#### Text block:
+ + + + + + +
Horse Owner Survey Shows NSAID Use Trends
by: Edited Press Release
April 30 2009, Article # 14073
In a recent survey, 96% of respondents said they used nonsteroidal
anti-inflammatory drugs (NSAIDs) to control the joint pain and
inflammation in horses, and 82% administer them without always
consulting their veterinarian. More than 1,400 horse owners and trainers
were surveyed to better understand attitudes toward NSAIDs, in a project
sponsored by Merial, the maker of Equioxx (firocoxib).
99 percent of horses that started in California last year raced on bute, according to Daily Racing Form. Bute is banned in the United States and Canada for horses intended for the food chain. That’s a permanent ban.
+ + + + + + +
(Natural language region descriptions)
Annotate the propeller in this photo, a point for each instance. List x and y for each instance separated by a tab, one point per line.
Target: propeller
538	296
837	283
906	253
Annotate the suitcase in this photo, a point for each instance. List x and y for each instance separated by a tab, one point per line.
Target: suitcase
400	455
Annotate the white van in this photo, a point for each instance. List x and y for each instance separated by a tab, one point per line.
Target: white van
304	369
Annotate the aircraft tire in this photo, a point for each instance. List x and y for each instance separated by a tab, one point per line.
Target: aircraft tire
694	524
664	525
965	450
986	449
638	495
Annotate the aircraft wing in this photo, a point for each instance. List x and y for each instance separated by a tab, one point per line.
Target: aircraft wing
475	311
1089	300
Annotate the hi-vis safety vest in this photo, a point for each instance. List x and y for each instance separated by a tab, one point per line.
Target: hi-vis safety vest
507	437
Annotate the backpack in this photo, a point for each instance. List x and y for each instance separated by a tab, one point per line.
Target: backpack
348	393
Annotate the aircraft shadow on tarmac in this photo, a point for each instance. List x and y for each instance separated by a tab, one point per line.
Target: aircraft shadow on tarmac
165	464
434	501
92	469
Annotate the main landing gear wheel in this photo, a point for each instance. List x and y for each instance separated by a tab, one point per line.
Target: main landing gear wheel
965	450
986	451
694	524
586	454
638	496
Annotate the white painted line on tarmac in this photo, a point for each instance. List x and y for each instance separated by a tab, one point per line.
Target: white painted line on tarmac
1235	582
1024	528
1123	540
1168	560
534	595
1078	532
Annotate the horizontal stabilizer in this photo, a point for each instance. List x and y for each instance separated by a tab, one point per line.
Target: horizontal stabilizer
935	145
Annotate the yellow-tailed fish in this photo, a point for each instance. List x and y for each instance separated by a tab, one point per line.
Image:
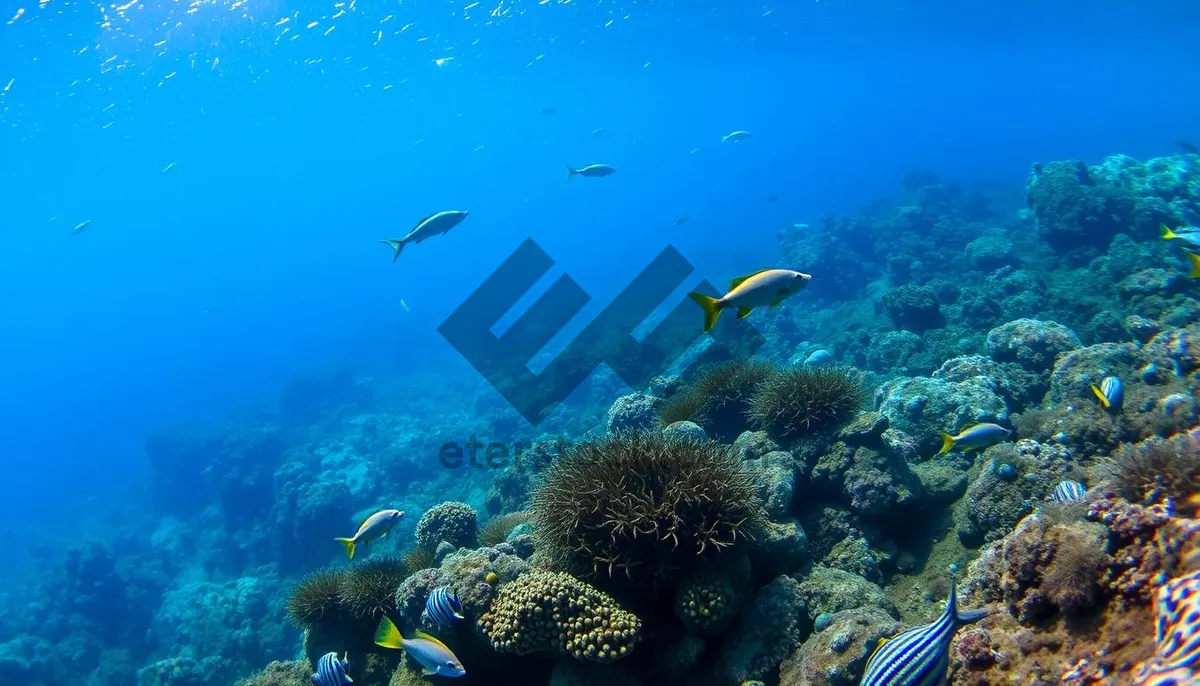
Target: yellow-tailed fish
766	288
433	655
1110	392
975	437
921	655
375	527
432	226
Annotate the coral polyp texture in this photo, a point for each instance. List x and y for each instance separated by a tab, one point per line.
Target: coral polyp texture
796	402
556	612
643	506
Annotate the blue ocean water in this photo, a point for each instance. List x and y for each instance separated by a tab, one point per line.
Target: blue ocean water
301	133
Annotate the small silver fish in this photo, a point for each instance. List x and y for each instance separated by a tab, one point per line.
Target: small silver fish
375	527
591	170
432	226
1110	392
433	655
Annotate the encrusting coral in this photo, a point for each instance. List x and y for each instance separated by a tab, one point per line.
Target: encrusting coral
552	611
643	506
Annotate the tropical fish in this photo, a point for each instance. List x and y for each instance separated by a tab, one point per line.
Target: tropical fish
1176	635
1186	235
765	288
375	527
975	437
919	656
429	651
442	607
1110	392
1068	492
432	226
591	170
331	671
819	359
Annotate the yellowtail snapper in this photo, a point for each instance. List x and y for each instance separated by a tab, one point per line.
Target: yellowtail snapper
921	655
1110	392
433	655
766	288
975	437
331	671
375	527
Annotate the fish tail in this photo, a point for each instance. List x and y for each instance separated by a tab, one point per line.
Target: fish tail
947	443
711	306
1194	263
396	246
388	636
349	547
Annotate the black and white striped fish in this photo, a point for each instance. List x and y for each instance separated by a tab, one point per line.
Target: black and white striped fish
1068	492
331	671
921	655
442	607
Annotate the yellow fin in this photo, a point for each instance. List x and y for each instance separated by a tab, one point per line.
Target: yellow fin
433	639
349	547
1194	262
388	636
947	443
711	306
742	280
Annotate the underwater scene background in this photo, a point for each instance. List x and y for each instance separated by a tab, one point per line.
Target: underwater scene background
957	437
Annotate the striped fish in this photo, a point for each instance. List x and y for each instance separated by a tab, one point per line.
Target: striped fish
1176	635
919	656
1110	392
1068	492
442	607
331	671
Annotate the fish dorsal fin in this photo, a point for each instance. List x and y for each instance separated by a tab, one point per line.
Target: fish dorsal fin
419	633
742	280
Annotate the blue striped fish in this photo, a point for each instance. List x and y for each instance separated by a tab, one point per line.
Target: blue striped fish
1176	635
919	656
1110	392
331	671
1068	492
442	607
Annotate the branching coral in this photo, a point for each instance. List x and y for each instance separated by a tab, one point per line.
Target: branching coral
643	506
790	404
498	528
1157	469
719	398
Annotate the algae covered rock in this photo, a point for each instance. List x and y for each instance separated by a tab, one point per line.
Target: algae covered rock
556	612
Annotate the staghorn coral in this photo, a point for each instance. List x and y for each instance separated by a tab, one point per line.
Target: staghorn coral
1156	469
807	399
455	523
719	397
497	529
643	506
556	612
316	600
367	588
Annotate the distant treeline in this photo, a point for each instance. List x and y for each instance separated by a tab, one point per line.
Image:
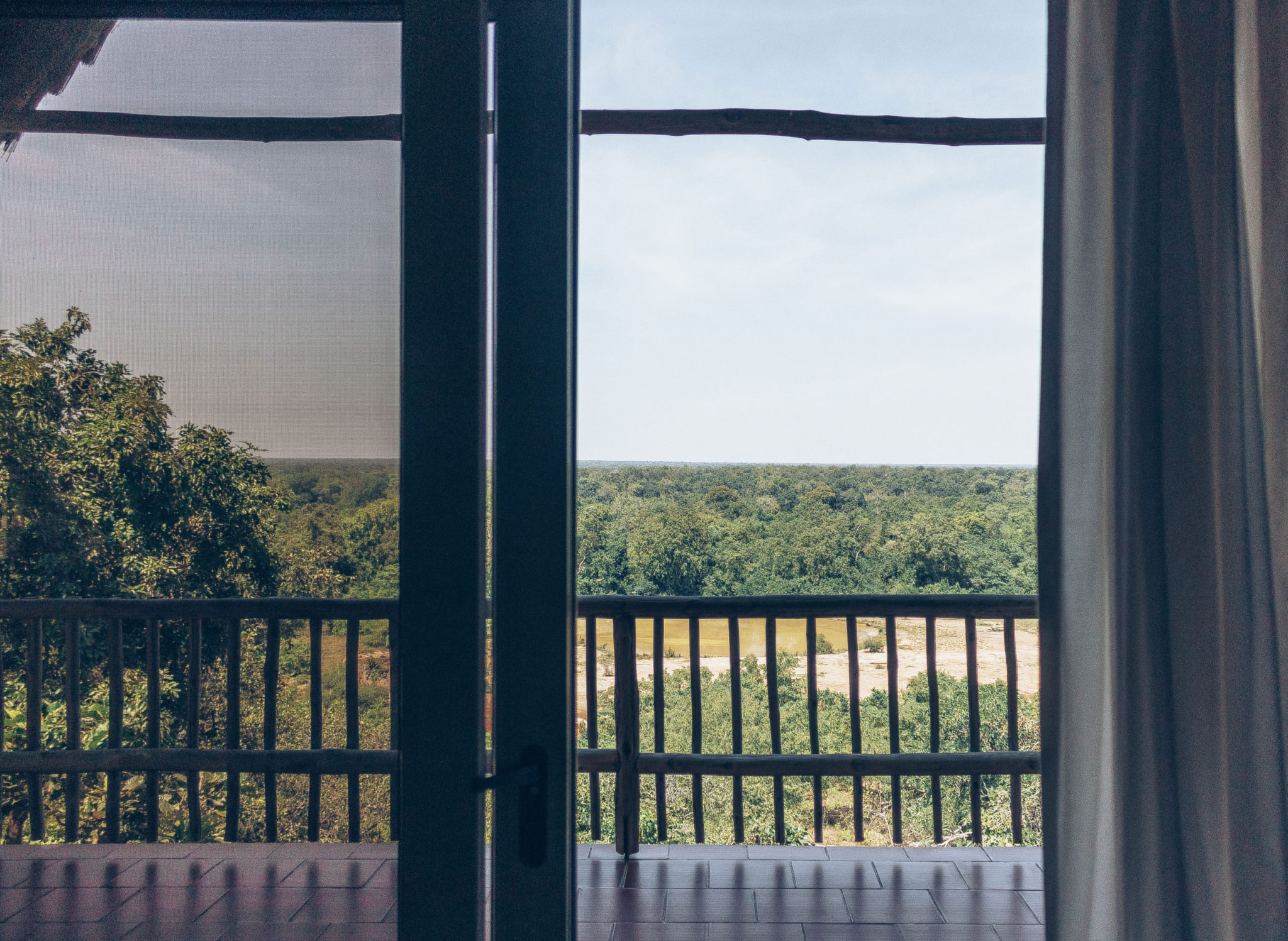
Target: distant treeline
773	529
704	529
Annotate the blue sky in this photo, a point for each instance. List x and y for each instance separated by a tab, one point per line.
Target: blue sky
742	299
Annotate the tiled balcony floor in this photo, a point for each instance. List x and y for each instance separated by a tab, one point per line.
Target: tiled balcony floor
311	893
811	894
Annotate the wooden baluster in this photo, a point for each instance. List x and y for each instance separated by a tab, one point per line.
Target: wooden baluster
71	690
35	707
115	721
852	640
351	721
314	823
660	720
736	708
696	725
194	732
153	729
626	720
977	823
893	695
232	818
394	711
1013	725
775	734
812	706
936	803
593	721
272	667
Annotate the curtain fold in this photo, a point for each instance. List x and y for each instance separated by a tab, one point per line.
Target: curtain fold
1165	471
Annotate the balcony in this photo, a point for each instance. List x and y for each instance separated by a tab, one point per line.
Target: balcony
252	879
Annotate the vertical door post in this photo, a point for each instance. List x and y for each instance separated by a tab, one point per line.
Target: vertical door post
442	469
536	212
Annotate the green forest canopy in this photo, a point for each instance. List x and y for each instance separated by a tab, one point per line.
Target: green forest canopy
98	496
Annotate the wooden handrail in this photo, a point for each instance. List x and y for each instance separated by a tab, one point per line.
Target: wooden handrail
802	124
587	605
325	761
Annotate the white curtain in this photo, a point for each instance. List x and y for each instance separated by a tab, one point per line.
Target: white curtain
1165	471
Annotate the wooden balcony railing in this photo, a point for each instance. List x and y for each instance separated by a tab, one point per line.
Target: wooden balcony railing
625	759
629	762
147	615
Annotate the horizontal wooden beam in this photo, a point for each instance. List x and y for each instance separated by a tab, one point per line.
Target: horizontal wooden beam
326	761
340	761
604	760
163	609
807	125
812	607
371	11
199	128
587	605
819	125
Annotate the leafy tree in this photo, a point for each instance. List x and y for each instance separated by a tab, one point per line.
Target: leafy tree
98	497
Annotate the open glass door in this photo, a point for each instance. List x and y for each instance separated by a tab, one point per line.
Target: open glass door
532	587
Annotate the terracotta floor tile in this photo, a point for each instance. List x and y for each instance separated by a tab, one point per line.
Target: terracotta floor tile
250	873
374	851
853	932
948	932
312	851
620	904
233	851
158	904
258	905
148	851
599	873
75	905
755	932
752	874
666	874
167	873
882	854
17	871
253	931
979	908
386	877
1021	932
76	932
920	876
1014	854
178	931
1000	876
835	874
77	873
786	852
891	906
56	851
361	932
710	905
347	905
947	854
333	873
656	931
13	900
706	851
800	905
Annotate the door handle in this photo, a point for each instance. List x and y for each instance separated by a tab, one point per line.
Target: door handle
530	778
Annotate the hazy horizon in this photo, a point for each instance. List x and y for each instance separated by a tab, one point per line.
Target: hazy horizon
742	300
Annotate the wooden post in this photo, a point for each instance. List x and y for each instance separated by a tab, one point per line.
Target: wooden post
626	715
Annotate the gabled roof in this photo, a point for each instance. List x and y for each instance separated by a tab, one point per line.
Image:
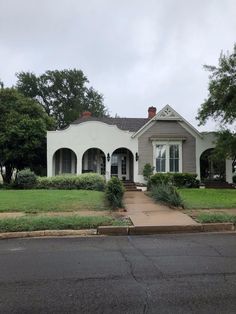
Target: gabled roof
125	124
167	114
137	125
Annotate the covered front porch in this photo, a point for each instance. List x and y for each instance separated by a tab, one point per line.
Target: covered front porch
119	163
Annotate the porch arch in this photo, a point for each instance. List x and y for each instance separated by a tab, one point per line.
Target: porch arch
94	160
64	161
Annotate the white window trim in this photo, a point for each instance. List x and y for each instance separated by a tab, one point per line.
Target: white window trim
168	143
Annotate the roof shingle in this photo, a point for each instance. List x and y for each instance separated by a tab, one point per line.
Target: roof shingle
125	124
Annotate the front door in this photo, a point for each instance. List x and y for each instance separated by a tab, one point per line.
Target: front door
120	166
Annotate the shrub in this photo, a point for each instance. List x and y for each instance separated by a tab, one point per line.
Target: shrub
177	179
234	179
86	181
147	171
167	194
114	192
25	179
187	180
159	178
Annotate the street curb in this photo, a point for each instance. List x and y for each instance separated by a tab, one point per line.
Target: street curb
47	233
123	230
226	226
142	230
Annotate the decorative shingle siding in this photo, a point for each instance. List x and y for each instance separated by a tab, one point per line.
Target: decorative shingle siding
168	128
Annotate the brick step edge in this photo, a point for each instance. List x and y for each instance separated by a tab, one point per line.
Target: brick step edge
144	230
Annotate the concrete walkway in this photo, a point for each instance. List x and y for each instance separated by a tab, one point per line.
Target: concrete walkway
144	212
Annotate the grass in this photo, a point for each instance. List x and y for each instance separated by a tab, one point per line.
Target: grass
208	198
215	217
57	223
33	201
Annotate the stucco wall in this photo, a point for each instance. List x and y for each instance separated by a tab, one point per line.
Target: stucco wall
91	134
145	147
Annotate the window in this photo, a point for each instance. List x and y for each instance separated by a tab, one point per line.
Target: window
168	156
174	158
161	158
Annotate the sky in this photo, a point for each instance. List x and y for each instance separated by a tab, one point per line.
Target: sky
137	53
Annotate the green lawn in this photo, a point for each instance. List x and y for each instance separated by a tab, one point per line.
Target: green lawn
208	198
31	201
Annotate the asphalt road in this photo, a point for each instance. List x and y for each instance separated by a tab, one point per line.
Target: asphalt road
193	273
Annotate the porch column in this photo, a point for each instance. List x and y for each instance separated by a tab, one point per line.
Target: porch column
108	168
79	164
228	171
50	165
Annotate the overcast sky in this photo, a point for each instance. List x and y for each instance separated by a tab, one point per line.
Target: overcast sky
137	53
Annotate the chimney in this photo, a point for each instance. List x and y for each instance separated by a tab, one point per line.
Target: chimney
86	114
151	112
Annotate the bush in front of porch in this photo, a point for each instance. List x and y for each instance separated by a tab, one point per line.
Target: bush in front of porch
86	181
177	179
114	193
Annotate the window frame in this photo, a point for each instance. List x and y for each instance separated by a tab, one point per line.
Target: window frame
167	161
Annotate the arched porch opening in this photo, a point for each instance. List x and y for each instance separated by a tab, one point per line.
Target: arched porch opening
122	164
94	160
64	161
211	169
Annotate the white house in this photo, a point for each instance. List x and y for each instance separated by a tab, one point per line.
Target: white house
122	146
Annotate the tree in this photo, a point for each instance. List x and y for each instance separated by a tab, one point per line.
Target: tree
221	101
23	125
221	104
63	94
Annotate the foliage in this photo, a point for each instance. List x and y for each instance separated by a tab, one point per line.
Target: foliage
234	179
216	217
30	223
34	201
25	179
23	125
188	180
167	194
114	192
86	181
147	171
221	101
176	179
208	198
63	94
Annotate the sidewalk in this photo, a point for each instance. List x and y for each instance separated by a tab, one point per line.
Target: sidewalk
144	212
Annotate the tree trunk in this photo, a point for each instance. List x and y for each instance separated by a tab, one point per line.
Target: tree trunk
7	174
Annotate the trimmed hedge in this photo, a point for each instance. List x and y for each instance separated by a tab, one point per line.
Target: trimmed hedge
25	179
86	181
177	179
114	192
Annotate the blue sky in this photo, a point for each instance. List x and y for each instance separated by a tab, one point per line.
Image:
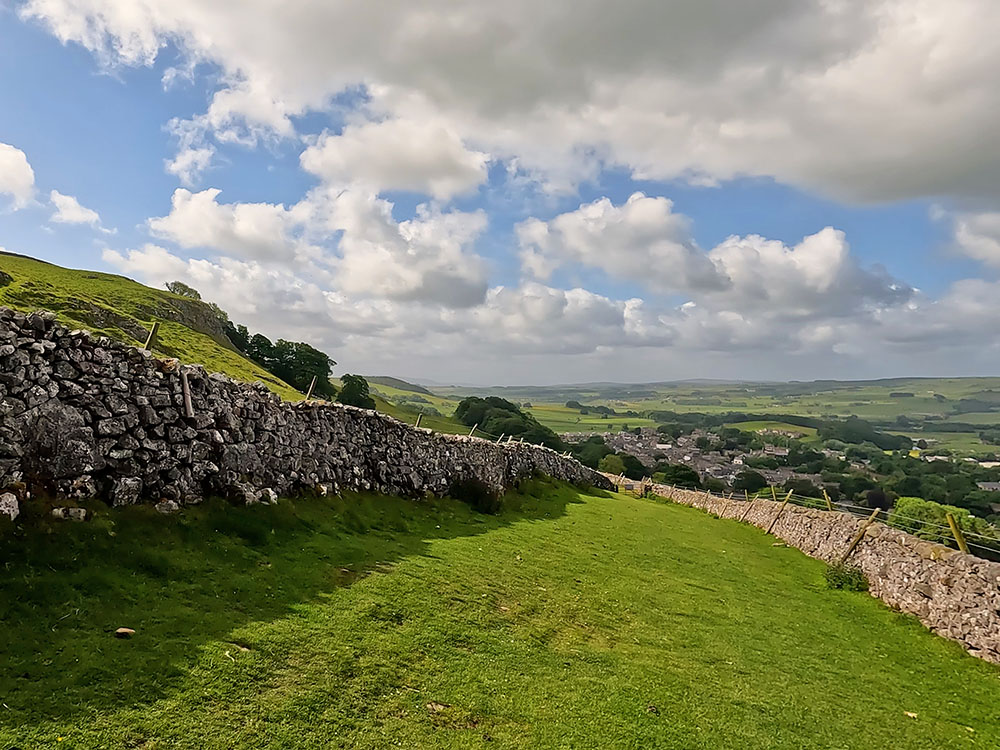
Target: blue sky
525	208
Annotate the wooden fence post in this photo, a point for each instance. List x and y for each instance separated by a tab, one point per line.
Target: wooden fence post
957	533
151	338
859	535
826	496
780	510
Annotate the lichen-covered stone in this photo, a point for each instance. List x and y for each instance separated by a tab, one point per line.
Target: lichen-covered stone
954	594
9	506
83	416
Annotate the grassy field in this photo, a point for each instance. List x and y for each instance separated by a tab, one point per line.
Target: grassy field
968	400
123	309
562	419
568	621
403	414
808	433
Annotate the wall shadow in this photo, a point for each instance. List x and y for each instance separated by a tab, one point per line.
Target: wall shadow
190	579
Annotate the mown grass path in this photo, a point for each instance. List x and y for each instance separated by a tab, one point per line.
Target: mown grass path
568	622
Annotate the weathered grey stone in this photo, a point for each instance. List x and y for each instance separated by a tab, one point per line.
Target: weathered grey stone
126	491
71	514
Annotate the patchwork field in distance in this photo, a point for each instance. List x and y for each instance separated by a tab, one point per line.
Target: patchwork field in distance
908	406
570	620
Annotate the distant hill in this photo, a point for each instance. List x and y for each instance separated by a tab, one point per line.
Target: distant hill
400	385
+ + + + + + +
#### What this exercise asks:
(a) List every percentage figure given in the NSAID survey article.
(b) According to the NSAID survey article, which company sponsored the survey project?

#### Solution list:
(a) 96%, 82%, 99 percent

(b) Merial, the maker of Equioxx (firocoxib).